## [Your objective]
The expected response is the full set of records, unchanged.

## [Source material]
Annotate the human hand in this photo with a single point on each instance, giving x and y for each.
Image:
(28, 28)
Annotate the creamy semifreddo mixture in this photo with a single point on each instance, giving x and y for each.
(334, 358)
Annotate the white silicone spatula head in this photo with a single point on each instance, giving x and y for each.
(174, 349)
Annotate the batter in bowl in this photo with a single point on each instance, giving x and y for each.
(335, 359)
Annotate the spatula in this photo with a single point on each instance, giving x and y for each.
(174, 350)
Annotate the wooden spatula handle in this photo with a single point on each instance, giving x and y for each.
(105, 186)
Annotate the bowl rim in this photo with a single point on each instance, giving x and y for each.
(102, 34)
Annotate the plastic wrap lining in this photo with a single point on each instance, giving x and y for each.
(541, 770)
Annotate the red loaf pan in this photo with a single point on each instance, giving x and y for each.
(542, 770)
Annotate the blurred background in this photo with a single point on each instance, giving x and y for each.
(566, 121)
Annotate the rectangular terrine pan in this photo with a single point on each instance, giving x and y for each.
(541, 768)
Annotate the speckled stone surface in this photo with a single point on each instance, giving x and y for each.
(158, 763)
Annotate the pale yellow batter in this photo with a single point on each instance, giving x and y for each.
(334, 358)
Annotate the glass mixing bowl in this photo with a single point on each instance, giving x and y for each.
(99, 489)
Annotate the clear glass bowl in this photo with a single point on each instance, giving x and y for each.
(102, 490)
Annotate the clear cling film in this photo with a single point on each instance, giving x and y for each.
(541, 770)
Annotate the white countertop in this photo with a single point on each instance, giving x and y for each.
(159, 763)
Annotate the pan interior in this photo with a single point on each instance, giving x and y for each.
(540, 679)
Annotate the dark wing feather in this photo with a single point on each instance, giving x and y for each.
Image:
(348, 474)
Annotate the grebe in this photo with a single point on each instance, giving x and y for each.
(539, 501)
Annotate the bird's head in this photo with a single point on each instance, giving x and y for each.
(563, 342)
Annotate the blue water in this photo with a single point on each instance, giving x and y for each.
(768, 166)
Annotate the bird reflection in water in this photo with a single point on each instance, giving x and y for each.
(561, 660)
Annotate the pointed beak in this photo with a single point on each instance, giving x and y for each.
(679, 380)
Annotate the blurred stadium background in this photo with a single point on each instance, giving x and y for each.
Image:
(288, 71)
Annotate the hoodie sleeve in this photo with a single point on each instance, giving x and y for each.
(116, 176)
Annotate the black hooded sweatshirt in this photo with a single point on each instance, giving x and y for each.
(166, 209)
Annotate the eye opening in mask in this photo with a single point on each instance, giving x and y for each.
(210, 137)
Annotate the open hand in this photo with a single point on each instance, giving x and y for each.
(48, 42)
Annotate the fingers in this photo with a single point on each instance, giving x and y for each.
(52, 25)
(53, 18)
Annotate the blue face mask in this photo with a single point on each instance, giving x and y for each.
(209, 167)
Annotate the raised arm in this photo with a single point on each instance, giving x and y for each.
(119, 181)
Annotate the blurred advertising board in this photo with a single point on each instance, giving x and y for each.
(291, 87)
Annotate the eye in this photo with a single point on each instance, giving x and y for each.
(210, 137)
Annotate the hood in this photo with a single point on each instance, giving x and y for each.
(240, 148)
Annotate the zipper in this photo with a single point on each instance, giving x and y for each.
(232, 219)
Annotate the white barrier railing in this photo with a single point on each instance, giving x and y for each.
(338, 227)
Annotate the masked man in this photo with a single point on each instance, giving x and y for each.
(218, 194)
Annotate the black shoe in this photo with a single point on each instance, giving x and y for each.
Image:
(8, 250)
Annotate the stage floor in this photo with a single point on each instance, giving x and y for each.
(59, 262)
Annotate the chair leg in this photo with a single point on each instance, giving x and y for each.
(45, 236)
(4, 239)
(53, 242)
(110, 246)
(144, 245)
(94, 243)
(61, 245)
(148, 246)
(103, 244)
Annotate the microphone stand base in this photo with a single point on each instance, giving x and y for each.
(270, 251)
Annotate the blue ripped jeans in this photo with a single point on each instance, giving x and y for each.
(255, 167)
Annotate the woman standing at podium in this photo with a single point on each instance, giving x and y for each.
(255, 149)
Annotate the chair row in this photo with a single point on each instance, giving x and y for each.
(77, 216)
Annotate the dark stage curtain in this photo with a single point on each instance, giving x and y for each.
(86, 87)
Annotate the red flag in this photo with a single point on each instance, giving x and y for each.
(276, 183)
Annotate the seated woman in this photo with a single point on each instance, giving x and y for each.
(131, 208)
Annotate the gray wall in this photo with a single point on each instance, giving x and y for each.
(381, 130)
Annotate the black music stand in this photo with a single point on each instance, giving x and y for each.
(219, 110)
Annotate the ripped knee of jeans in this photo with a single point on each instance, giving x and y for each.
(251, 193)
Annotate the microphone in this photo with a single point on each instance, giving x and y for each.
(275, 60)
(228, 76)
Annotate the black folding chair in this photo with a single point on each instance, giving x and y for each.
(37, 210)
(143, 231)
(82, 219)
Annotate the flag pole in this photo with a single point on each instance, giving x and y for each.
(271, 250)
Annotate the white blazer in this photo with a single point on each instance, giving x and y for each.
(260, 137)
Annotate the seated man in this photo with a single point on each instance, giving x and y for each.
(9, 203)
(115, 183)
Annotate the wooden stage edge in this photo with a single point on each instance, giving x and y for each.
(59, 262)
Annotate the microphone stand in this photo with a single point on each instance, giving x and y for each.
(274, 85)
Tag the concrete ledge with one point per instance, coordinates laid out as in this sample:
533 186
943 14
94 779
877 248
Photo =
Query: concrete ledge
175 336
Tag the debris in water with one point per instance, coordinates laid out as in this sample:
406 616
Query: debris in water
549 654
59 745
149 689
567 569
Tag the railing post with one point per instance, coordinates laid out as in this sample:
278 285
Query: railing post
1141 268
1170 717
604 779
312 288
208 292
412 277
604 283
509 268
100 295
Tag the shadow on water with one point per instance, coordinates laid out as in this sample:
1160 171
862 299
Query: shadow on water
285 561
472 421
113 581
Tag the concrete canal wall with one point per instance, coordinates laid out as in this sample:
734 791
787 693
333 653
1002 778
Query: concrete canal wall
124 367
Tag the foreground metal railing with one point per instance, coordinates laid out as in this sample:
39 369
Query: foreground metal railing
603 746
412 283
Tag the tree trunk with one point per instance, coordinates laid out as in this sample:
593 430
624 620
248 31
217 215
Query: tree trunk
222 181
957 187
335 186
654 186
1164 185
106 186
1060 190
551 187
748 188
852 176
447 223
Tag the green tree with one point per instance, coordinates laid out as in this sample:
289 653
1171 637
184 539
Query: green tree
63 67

## [Response area]
Annotate the human hand in this photo with a single point on each instance, giving x and y for each.
Image:
(28, 28)
Annotate the creamy semifreddo mixture in this photo with a single point on each instance, giving x and y for each.
(334, 358)
Annotate the white silicone spatula head in this photo with a single point on each instance, giving x and y for each.
(174, 349)
Annotate the batter in bowl in this photo with a single point on each instance, giving x and y for each.
(335, 359)
Annotate the spatula in this photo with a single point on each instance, giving x and y for each.
(174, 350)
Annotate the wooden spatula handle in this photo with a single point on each instance, giving x and y for each.
(105, 186)
Annotate the bowl rim in this photo with a single point on each instance, giving x and y for each.
(102, 34)
Annotate the plastic wrap lining in this photo with a single point on each instance, giving x and y for each.
(541, 770)
Annotate the red loaf pan in this photo with a single point on each instance, giving x and y for each.
(542, 770)
Annotate the blurred background in this photo with a single point on each instance, giving x and y for each.
(566, 121)
Annotate the rectangular terrine pan in this photo with a single point on each instance, giving x and y for each.
(541, 768)
Annotate the speckled stone surface in this photo with a single point on each instance, giving x and y for each.
(158, 763)
Annotate the pale yellow batter in this photo with a single point on each instance, giving x and y for each.
(334, 358)
Annotate the glass mixing bowl in this photo with a single point on each instance, giving x and y for each.
(99, 489)
Annotate the clear glass bowl in this photo with a single point on each instance, giving x and y for each.
(102, 490)
Annotate the clear cling film in this photo with a single point on each instance, giving x and y for each.
(541, 770)
Annotate the white countertop in this photo with a single point on each instance, giving x and y for each.
(159, 763)
Annotate the pan interior in this photo with a single point on each instance, giving x and y for each.
(540, 679)
Annotate the dark wing feather in this photo with a single point on each instance, giving x and y for each.
Image:
(348, 474)
Annotate the grebe in this photo with a single point on each instance, giving x and y for each.
(539, 501)
Annotate the bird's head in this photo with a single point on each instance, giving x and y for each.
(563, 342)
Annotate the blue water in this photo with a single point on each instance, giving x and y for each.
(768, 166)
Annotate the bird reflection in water in this photo with a single point on each instance, giving x and y for each.
(561, 660)
Annotate the pointed beak in this photo with a single point on each instance, giving x and y for each.
(679, 380)
Annotate the blurred stadium background in this photo with a single point on each instance, giving x and y for each.
Image:
(288, 71)
Annotate the hoodie sleeve in this photo with a single point on each instance, giving x and y for each.
(116, 176)
Annotate the black hooded sweatshirt in this photo with a single point on each instance, giving x and y for each.
(166, 209)
Annotate the eye opening in mask in this photo with a single point on each instance, giving x and y for each.
(210, 137)
Annotate the open hand in this photo with a single point on each instance, giving x and y for each.
(48, 42)
Annotate the fingers in this photo with a single point on each instance, giving x and y for each.
(52, 25)
(53, 18)
Annotate the blue face mask in this photo with a single point on each instance, giving x and y for each.
(209, 167)
Annotate the raised arm in this photo with a single point on each instance, giving x and y for each.
(119, 181)
Annotate the blurred advertising board in this photo with a single point on each instance, giving x and y for each.
(291, 87)
Annotate the eye in this photo with a single point on each instance, giving x and y for each.
(210, 137)
Annotate the hood in this photo with a single point on each instance, giving x and y for each.
(240, 148)
Annotate the zipper in this photo with a single point on each instance, giving x and y for each.
(232, 219)
Annotate the white barrier railing in this photo with a single point on each instance, giving x and y for each.
(338, 227)
Annotate the masked man in this photo with a single point on each instance, giving x and y for each.
(218, 194)
Annotate the black shoe in this photo with a single point on each instance, giving x and y for each.
Image:
(8, 250)
Annotate the stage floor in this photo with a single point on each instance, giving x and y for each.
(59, 262)
Annotate the chair leg in this photo with a single point on each instance, giving x and y for each.
(45, 236)
(4, 239)
(53, 242)
(110, 246)
(144, 245)
(94, 243)
(61, 245)
(148, 246)
(103, 244)
Annotate the microphone stand base in this photo with a single point on each instance, giving x and y for each.
(270, 251)
Annotate the blue ripped jeans in this photo with a single point on each instance, giving x and y for each.
(255, 167)
Annotate the woman standing at podium in this photo with a single point on each instance, giving x and y for each.
(255, 149)
Annotate the chair row in this photo with a single point on each instance, giving x and y for each.
(77, 216)
Annotate the dark stage curtain in this photo with a single point on each instance, giving x and y for each.
(86, 87)
Annotate the red flag in this photo with a single point on each instance, giving x and y for each.
(276, 183)
Annotate the seated woman in this photo with a single point on each instance, giving x and y for each.
(131, 208)
Annotate the gray wall in this photo with a single point on each instance, giving x and y for each.
(381, 130)
Annotate the black music stand in this photo with a single point on each instance, giving x and y for each.
(219, 110)
Annotate the ripped knee of jeans in this photo with a single point on each instance, giving x and y for each.
(251, 193)
Annotate the microphone in this photo with a single point on each instance, giving x and y for each.
(275, 60)
(228, 76)
Annotate the black folding chair in this photo with a single point on each instance, giving x and y for each.
(37, 210)
(143, 231)
(82, 219)
Annotate the flag pole in this photo with a single point on each instance, giving x and y for each.
(271, 250)
Annotate the white blazer in this photo with a single point on each instance, giving x and y for each.
(260, 137)
Annotate the seated man in this photo with a single point on each instance, giving x and y for each.
(9, 203)
(115, 183)
Annotate the wooden stage edge in this photo with a single point on each instance, giving x and y for each.
(59, 262)
Annotate the microphone stand in this photo with a single point on each instance, giving x and y for each.
(274, 85)
Tag the concrete ledge with one point per instance, coordinates laid out as in this sample:
533 186
943 14
94 779
877 248
Photo =
Query: concrete ledge
175 336
Tag the debris in water with one point per instance, coordinates laid out as in this sample:
406 616
Query: debris in water
549 654
59 745
149 689
567 569
Tag the railing post with one point per instance, coordinates laid out as in this sample:
278 285
Query: railing post
1141 268
1170 717
604 779
312 288
208 292
412 277
604 283
509 268
100 295
Tag the shadow on water with one point per instance, coordinates laid out as in this sample:
1160 171
862 299
Query: shadow on water
285 561
472 421
113 581
Tag the concrete canal wall with one point per instance, coordinates laid out as in this sample:
734 791
787 693
333 653
1002 778
Query: concrete canal wall
124 367
Tag the foreground metal railing with one point per instance, coordinates laid out as in this sample:
39 369
Query: foreground metal railing
603 746
412 283
Tag the tree trunk with one point per instance, coordinates laid out as in this sample:
593 430
624 620
248 31
217 215
Query: tree trunk
222 181
957 187
335 186
654 186
1164 185
106 186
1060 190
551 187
748 188
852 176
447 223
Tag the green tree with one point per instance, coordinates laid out as in this sample:
289 653
1171 637
184 539
Query: green tree
63 67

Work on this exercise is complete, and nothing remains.